-- Begin MATERIALS PROVIDED --
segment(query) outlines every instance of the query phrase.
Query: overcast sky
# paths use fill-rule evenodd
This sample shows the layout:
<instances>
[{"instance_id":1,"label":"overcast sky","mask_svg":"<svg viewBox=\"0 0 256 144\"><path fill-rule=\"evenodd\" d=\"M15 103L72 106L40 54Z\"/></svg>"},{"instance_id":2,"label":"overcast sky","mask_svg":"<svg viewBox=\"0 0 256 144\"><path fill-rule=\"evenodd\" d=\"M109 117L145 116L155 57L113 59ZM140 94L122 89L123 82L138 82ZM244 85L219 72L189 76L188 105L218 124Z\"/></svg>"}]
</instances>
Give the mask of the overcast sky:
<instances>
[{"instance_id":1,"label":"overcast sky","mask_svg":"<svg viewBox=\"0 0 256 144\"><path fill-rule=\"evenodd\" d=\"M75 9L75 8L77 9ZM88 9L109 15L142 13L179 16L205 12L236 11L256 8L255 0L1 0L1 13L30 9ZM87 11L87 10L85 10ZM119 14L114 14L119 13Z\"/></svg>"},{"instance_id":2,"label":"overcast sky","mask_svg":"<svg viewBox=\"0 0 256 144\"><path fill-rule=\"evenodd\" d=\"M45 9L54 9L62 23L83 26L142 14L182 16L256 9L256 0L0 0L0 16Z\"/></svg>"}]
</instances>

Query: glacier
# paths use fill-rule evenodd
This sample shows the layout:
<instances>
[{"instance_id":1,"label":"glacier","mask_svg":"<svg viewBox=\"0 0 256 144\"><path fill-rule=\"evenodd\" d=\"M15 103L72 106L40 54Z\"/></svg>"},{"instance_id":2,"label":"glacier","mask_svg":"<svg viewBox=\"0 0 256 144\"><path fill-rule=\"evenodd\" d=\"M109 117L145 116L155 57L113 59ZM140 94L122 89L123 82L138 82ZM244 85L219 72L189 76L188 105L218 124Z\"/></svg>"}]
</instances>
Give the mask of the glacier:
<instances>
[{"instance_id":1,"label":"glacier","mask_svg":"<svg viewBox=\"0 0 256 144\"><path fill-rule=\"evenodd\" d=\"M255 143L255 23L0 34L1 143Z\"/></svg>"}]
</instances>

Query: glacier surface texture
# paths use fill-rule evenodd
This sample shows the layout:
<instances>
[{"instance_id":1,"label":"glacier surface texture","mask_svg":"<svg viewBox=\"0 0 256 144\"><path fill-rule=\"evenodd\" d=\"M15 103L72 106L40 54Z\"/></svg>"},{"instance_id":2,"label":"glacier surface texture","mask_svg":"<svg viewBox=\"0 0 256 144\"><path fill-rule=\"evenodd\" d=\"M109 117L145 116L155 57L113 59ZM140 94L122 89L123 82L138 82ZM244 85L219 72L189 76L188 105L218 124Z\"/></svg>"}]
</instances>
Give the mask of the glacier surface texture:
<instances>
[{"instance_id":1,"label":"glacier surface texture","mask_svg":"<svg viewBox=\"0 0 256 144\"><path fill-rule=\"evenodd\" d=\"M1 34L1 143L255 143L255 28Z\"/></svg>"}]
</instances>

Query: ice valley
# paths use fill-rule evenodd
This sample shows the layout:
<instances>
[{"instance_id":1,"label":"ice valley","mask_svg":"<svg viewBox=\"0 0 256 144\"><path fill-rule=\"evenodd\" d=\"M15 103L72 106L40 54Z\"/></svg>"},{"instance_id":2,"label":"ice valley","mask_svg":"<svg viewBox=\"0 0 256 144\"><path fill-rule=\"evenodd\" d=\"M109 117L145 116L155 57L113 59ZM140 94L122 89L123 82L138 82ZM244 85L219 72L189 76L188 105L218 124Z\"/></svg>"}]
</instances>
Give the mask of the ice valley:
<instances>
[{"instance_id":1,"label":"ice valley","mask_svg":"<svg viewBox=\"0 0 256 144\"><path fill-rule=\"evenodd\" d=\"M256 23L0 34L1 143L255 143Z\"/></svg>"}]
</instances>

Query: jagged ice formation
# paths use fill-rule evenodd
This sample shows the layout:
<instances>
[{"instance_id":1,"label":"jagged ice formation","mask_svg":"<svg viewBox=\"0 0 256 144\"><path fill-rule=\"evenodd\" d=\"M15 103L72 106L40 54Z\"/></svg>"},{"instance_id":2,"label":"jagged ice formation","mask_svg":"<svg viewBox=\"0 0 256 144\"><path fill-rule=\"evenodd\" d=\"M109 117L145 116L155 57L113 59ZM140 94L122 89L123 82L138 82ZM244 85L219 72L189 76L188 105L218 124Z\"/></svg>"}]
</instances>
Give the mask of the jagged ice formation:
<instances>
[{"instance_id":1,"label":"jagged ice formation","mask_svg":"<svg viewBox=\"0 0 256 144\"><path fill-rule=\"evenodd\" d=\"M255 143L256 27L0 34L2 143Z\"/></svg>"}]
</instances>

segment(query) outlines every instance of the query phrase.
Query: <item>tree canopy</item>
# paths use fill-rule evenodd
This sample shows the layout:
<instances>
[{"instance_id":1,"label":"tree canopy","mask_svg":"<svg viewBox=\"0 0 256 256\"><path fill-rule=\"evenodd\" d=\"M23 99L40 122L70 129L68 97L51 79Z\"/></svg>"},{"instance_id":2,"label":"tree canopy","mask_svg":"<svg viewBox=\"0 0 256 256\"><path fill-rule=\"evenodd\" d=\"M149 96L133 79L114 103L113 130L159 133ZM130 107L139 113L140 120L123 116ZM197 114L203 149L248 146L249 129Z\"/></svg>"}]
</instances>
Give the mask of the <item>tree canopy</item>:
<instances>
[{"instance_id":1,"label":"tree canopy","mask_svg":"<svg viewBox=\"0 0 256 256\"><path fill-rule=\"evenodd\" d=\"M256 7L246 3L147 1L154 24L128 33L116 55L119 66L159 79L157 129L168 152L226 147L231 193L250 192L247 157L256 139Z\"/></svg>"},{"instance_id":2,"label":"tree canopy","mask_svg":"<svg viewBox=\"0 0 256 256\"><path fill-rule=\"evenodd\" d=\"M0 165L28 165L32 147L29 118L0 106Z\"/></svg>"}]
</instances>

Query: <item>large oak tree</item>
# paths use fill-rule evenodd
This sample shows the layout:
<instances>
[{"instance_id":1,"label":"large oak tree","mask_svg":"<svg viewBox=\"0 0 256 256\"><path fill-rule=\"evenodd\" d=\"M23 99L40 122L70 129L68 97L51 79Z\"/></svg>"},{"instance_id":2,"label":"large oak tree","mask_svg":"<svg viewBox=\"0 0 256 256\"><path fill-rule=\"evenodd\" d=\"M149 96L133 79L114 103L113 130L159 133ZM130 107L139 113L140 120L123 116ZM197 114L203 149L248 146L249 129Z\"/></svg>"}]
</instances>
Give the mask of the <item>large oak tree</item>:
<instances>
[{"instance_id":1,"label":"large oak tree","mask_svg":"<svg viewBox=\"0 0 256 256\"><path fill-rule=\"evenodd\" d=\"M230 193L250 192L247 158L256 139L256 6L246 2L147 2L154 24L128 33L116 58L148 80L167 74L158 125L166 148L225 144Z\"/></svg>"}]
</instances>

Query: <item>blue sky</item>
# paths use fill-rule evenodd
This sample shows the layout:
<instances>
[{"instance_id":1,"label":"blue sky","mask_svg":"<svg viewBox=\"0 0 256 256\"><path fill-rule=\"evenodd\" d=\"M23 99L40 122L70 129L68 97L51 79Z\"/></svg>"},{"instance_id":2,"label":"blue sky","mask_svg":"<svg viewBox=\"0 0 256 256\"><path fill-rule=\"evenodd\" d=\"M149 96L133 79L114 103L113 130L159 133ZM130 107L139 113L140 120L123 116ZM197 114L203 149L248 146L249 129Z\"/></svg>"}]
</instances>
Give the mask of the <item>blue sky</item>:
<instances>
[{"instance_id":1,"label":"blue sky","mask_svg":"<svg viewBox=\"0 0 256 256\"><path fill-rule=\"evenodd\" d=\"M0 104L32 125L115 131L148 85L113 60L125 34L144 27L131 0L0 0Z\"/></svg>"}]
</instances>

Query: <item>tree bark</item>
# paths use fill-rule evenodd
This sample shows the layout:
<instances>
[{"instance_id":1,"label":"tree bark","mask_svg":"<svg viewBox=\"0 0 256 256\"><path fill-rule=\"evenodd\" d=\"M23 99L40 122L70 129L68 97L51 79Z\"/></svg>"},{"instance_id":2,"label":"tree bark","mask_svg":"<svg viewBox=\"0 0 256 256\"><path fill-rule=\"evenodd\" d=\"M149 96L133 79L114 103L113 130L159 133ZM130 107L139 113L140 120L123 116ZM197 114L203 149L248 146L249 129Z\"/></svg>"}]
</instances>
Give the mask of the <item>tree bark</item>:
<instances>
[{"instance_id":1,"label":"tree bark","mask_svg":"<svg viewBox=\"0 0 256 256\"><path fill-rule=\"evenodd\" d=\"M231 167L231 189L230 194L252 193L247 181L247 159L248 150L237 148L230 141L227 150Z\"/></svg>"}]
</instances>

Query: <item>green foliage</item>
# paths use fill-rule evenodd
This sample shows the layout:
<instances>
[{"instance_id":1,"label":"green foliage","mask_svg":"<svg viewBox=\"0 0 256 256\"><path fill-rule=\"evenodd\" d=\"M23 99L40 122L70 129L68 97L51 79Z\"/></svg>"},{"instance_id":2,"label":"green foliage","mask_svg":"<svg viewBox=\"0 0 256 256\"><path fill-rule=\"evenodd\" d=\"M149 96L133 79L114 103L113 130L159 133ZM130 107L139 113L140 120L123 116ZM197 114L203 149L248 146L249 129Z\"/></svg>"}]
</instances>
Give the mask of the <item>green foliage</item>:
-- End MATERIALS PROVIDED --
**THE PROBLEM:**
Copy out verbatim the stretch from the line containing "Query: ice valley" through the line containing "Give the mask of the ice", both lines included.

**FINISHED TASK:**
Query: ice valley
# paths use fill-rule evenodd
This sample shows the layout:
<instances>
[{"instance_id":1,"label":"ice valley","mask_svg":"<svg viewBox=\"0 0 256 144\"><path fill-rule=\"evenodd\" d=\"M15 103L72 106L40 54Z\"/></svg>"},{"instance_id":2,"label":"ice valley","mask_svg":"<svg viewBox=\"0 0 256 144\"><path fill-rule=\"evenodd\" d=\"M109 117L145 116L155 57L113 59ZM140 94L122 89L123 82L138 82ZM244 85L219 72L189 76L188 105L218 124Z\"/></svg>"}]
</instances>
Give the mask of the ice valley:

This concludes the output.